Transcribe the entries below exactly.
%%
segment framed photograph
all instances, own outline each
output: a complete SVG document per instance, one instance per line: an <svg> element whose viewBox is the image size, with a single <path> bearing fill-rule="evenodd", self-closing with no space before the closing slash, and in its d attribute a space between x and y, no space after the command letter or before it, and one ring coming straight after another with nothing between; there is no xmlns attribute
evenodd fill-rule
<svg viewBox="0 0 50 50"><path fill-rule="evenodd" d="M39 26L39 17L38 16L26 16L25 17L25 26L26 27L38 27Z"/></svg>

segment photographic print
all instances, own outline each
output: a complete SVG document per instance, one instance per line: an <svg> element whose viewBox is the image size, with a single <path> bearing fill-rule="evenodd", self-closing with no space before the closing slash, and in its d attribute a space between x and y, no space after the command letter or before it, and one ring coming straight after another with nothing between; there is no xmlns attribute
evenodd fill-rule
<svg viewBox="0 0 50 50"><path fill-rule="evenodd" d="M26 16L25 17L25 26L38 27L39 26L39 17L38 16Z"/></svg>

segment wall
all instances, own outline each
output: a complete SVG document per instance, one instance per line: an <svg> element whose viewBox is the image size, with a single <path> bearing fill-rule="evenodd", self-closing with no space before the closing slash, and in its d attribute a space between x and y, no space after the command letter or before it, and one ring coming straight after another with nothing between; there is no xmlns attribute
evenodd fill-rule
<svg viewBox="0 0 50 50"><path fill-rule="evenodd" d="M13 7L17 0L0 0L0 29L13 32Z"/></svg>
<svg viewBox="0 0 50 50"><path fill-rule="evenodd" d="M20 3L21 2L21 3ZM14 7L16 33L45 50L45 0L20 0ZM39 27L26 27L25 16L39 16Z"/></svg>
%%
Problem solution:
segment framed photograph
all instances, own outline each
output: a complete SVG document per instance, one instance per line: an <svg> element whose viewBox is the image size, with a single <path> bearing fill-rule="evenodd", self-closing with no space before the closing slash, and in its d attribute a space between x and y, no space after the command letter or before it, and one ring coming straight after another with nothing between; there is no xmlns attribute
evenodd fill-rule
<svg viewBox="0 0 50 50"><path fill-rule="evenodd" d="M39 26L39 17L38 16L26 16L25 17L25 26L26 27L38 27Z"/></svg>

segment photographic print
all instances, own outline each
output: a complete SVG document per instance, one instance per line: an <svg> element whose viewBox is the image size, with a single <path> bearing fill-rule="evenodd", self-closing with no space before the closing slash, and in its d attribute a space between x and y, no space after the command letter or before it, and one ring coming straight after another with nothing between; there is no xmlns attribute
evenodd fill-rule
<svg viewBox="0 0 50 50"><path fill-rule="evenodd" d="M26 16L25 17L25 26L38 27L39 26L39 17L38 16Z"/></svg>

segment wall
all instances, own outline each
output: a complete SVG document per instance, one instance per line: an <svg> element whose viewBox is the image size, with a single <path> bearing fill-rule="evenodd", self-closing with no space before the closing slash, and in its d attribute a space between x and y, no space after the command letter or before it, and one ring coming straight after another with nothing between; there is no xmlns attribute
evenodd fill-rule
<svg viewBox="0 0 50 50"><path fill-rule="evenodd" d="M13 7L17 0L0 0L0 29L13 32Z"/></svg>
<svg viewBox="0 0 50 50"><path fill-rule="evenodd" d="M20 3L21 2L21 3ZM14 7L16 33L45 50L45 0L20 0ZM39 27L26 27L25 16L39 16Z"/></svg>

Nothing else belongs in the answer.